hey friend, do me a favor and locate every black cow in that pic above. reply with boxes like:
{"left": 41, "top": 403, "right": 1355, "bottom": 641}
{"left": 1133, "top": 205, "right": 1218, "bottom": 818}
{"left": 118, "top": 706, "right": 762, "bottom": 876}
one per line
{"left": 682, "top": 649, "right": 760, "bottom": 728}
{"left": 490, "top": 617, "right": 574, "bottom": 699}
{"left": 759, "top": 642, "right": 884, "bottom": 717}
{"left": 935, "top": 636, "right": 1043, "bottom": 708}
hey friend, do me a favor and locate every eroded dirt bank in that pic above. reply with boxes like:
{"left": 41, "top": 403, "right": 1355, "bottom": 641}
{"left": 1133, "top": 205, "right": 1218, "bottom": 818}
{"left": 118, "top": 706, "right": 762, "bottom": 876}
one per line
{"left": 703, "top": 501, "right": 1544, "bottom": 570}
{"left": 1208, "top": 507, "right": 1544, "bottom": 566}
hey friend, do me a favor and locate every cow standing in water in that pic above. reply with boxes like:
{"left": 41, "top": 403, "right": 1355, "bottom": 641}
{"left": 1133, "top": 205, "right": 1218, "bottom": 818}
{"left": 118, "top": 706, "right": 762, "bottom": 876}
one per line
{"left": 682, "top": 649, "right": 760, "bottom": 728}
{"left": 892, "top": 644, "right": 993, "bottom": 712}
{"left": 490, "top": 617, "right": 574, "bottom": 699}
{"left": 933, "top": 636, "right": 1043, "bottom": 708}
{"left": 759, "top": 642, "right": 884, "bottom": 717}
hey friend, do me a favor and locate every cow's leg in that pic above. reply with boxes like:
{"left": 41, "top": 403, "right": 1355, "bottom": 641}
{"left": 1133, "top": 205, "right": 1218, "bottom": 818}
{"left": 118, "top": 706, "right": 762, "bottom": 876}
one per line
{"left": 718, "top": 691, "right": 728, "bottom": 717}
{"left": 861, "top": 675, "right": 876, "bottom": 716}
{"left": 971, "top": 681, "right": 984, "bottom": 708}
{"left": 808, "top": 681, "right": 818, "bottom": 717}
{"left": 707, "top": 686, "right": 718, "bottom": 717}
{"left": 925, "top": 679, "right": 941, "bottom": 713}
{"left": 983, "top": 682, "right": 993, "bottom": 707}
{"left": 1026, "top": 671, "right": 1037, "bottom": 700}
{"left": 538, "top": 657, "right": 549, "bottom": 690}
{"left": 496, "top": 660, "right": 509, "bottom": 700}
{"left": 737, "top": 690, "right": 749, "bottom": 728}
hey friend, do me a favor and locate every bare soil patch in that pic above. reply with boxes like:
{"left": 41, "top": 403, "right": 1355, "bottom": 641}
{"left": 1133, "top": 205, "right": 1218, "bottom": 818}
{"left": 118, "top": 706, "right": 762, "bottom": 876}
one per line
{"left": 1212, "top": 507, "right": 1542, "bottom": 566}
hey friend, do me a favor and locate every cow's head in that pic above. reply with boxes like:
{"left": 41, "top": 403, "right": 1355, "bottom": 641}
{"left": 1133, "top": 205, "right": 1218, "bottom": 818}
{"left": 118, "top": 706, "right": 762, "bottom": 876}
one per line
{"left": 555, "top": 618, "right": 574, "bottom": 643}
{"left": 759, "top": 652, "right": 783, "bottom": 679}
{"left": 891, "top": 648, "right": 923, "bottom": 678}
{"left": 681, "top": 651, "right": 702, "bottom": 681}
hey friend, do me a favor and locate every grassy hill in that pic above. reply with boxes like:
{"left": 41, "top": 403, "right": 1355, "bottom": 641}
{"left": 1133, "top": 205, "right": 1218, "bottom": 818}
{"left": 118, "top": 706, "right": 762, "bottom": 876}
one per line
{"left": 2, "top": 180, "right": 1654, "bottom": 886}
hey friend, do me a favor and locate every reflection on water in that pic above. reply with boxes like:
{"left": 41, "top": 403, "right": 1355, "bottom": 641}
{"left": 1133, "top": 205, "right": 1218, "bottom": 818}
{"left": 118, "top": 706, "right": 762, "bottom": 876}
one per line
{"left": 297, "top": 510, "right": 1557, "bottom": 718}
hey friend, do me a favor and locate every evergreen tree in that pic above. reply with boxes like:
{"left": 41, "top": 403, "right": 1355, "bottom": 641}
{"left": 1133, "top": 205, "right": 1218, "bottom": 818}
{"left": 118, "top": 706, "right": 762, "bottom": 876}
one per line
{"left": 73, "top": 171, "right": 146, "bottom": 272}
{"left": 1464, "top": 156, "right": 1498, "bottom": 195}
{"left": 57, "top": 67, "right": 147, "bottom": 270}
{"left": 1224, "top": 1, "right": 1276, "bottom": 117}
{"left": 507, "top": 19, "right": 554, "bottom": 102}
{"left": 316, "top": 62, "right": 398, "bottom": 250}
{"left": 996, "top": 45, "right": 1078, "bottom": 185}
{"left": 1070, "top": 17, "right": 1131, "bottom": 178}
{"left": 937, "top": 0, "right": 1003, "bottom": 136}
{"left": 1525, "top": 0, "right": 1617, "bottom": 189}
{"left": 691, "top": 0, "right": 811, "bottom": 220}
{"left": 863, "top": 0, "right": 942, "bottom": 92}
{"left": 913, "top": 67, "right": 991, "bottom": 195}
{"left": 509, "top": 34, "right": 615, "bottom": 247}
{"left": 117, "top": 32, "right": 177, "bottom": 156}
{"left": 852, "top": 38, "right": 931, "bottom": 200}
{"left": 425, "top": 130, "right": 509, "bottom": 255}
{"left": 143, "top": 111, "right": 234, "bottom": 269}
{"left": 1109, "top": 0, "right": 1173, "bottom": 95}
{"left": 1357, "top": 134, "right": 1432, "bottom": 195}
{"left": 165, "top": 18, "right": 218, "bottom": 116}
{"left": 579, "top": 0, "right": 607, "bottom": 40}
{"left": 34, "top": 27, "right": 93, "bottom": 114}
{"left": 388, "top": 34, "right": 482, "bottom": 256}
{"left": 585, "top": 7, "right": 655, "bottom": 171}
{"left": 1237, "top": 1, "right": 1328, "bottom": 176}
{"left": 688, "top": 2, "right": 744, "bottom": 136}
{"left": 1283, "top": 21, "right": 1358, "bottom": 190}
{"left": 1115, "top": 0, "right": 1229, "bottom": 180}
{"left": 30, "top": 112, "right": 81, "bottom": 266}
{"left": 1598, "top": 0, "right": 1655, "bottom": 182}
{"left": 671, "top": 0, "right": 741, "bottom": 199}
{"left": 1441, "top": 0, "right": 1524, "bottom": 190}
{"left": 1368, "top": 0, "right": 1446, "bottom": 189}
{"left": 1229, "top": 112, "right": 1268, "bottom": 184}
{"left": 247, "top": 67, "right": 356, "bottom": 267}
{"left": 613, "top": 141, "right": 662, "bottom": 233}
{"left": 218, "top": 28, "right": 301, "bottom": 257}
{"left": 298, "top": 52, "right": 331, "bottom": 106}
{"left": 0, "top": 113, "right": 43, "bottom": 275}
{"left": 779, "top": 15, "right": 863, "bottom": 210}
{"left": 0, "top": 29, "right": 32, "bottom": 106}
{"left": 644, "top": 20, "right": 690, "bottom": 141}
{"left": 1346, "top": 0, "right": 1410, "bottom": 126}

===

When you repeat the data, keep each line exactly as given.

Response for this exercise
hey friend, do me a favor and locate every black cow in that pic above. reply with boxes like:
{"left": 41, "top": 403, "right": 1355, "bottom": 641}
{"left": 1133, "top": 205, "right": 1218, "bottom": 818}
{"left": 118, "top": 706, "right": 762, "bottom": 876}
one per line
{"left": 682, "top": 649, "right": 760, "bottom": 728}
{"left": 490, "top": 617, "right": 574, "bottom": 699}
{"left": 759, "top": 642, "right": 884, "bottom": 717}
{"left": 935, "top": 636, "right": 1043, "bottom": 708}
hey friend, do me a favor and locate every eroded dirt bank in that pic above. reply with boxes like:
{"left": 41, "top": 403, "right": 1355, "bottom": 641}
{"left": 1133, "top": 205, "right": 1218, "bottom": 818}
{"left": 118, "top": 706, "right": 762, "bottom": 876}
one per line
{"left": 703, "top": 501, "right": 1544, "bottom": 570}
{"left": 1208, "top": 507, "right": 1544, "bottom": 566}
hey friend, do me a favor and locate every cow standing in water in that pic above. reply with boxes like:
{"left": 41, "top": 403, "right": 1355, "bottom": 641}
{"left": 1133, "top": 205, "right": 1218, "bottom": 818}
{"left": 118, "top": 706, "right": 762, "bottom": 876}
one per line
{"left": 682, "top": 649, "right": 760, "bottom": 728}
{"left": 892, "top": 644, "right": 993, "bottom": 712}
{"left": 490, "top": 617, "right": 574, "bottom": 699}
{"left": 933, "top": 636, "right": 1043, "bottom": 708}
{"left": 759, "top": 642, "right": 884, "bottom": 717}
hey friend, do me a favor and locate every cow's leg in that pic above. reply with boxes like:
{"left": 41, "top": 403, "right": 1355, "bottom": 641}
{"left": 1133, "top": 205, "right": 1218, "bottom": 818}
{"left": 118, "top": 706, "right": 762, "bottom": 876}
one per line
{"left": 718, "top": 691, "right": 728, "bottom": 717}
{"left": 861, "top": 675, "right": 876, "bottom": 716}
{"left": 971, "top": 681, "right": 984, "bottom": 708}
{"left": 808, "top": 681, "right": 818, "bottom": 717}
{"left": 707, "top": 686, "right": 718, "bottom": 717}
{"left": 925, "top": 679, "right": 941, "bottom": 713}
{"left": 983, "top": 682, "right": 993, "bottom": 707}
{"left": 1026, "top": 671, "right": 1037, "bottom": 700}
{"left": 538, "top": 657, "right": 549, "bottom": 690}
{"left": 496, "top": 660, "right": 509, "bottom": 700}
{"left": 737, "top": 690, "right": 749, "bottom": 728}
hey friend, do me a favor and locate every bare soil patch in that pic above. reply with boxes like:
{"left": 41, "top": 403, "right": 1355, "bottom": 641}
{"left": 1133, "top": 205, "right": 1218, "bottom": 818}
{"left": 118, "top": 706, "right": 762, "bottom": 876}
one per line
{"left": 1212, "top": 507, "right": 1542, "bottom": 566}
hey friend, do me a favor and locate every cow's head in that pic above. reply with boxes like:
{"left": 41, "top": 403, "right": 1355, "bottom": 641}
{"left": 1133, "top": 205, "right": 1218, "bottom": 818}
{"left": 118, "top": 706, "right": 762, "bottom": 876}
one per line
{"left": 555, "top": 618, "right": 574, "bottom": 643}
{"left": 759, "top": 652, "right": 783, "bottom": 679}
{"left": 891, "top": 648, "right": 923, "bottom": 678}
{"left": 681, "top": 651, "right": 702, "bottom": 681}
hey friend, do me a favor and locate every grassy hill in that pic above. reply with boxes like:
{"left": 41, "top": 403, "right": 1355, "bottom": 641}
{"left": 1133, "top": 205, "right": 1218, "bottom": 818}
{"left": 118, "top": 706, "right": 762, "bottom": 876}
one per line
{"left": 2, "top": 180, "right": 1654, "bottom": 886}
hey friend, do me a favor and locate every reflection on water in that pic above. reply with boxes like:
{"left": 41, "top": 403, "right": 1355, "bottom": 641}
{"left": 1133, "top": 205, "right": 1218, "bottom": 818}
{"left": 118, "top": 706, "right": 762, "bottom": 876}
one per line
{"left": 297, "top": 510, "right": 1557, "bottom": 718}
hey friend, do me a favor and locate every evergreen tree in that pic above. reply with boxes like:
{"left": 41, "top": 403, "right": 1355, "bottom": 641}
{"left": 1133, "top": 205, "right": 1218, "bottom": 818}
{"left": 118, "top": 706, "right": 762, "bottom": 876}
one per line
{"left": 73, "top": 171, "right": 146, "bottom": 272}
{"left": 1464, "top": 156, "right": 1498, "bottom": 195}
{"left": 57, "top": 67, "right": 147, "bottom": 270}
{"left": 1224, "top": 1, "right": 1276, "bottom": 117}
{"left": 507, "top": 19, "right": 554, "bottom": 102}
{"left": 316, "top": 62, "right": 398, "bottom": 250}
{"left": 996, "top": 45, "right": 1078, "bottom": 185}
{"left": 1070, "top": 17, "right": 1131, "bottom": 178}
{"left": 937, "top": 0, "right": 1003, "bottom": 136}
{"left": 1525, "top": 0, "right": 1617, "bottom": 189}
{"left": 691, "top": 0, "right": 811, "bottom": 220}
{"left": 863, "top": 0, "right": 942, "bottom": 92}
{"left": 913, "top": 67, "right": 991, "bottom": 195}
{"left": 509, "top": 34, "right": 615, "bottom": 247}
{"left": 117, "top": 32, "right": 177, "bottom": 156}
{"left": 852, "top": 38, "right": 931, "bottom": 200}
{"left": 425, "top": 130, "right": 509, "bottom": 255}
{"left": 143, "top": 111, "right": 234, "bottom": 269}
{"left": 1109, "top": 0, "right": 1173, "bottom": 95}
{"left": 1357, "top": 134, "right": 1432, "bottom": 195}
{"left": 165, "top": 18, "right": 218, "bottom": 116}
{"left": 579, "top": 0, "right": 607, "bottom": 40}
{"left": 34, "top": 27, "right": 93, "bottom": 114}
{"left": 388, "top": 34, "right": 482, "bottom": 256}
{"left": 585, "top": 7, "right": 655, "bottom": 171}
{"left": 1237, "top": 1, "right": 1328, "bottom": 176}
{"left": 688, "top": 2, "right": 744, "bottom": 136}
{"left": 1283, "top": 21, "right": 1358, "bottom": 190}
{"left": 1115, "top": 0, "right": 1229, "bottom": 180}
{"left": 30, "top": 112, "right": 81, "bottom": 266}
{"left": 1598, "top": 0, "right": 1655, "bottom": 182}
{"left": 671, "top": 0, "right": 741, "bottom": 199}
{"left": 1441, "top": 0, "right": 1524, "bottom": 190}
{"left": 1368, "top": 0, "right": 1446, "bottom": 189}
{"left": 1229, "top": 112, "right": 1268, "bottom": 184}
{"left": 247, "top": 67, "right": 356, "bottom": 267}
{"left": 613, "top": 141, "right": 662, "bottom": 233}
{"left": 218, "top": 28, "right": 301, "bottom": 257}
{"left": 298, "top": 52, "right": 331, "bottom": 106}
{"left": 0, "top": 113, "right": 43, "bottom": 275}
{"left": 779, "top": 15, "right": 863, "bottom": 210}
{"left": 0, "top": 29, "right": 32, "bottom": 106}
{"left": 644, "top": 20, "right": 690, "bottom": 141}
{"left": 1346, "top": 0, "right": 1410, "bottom": 126}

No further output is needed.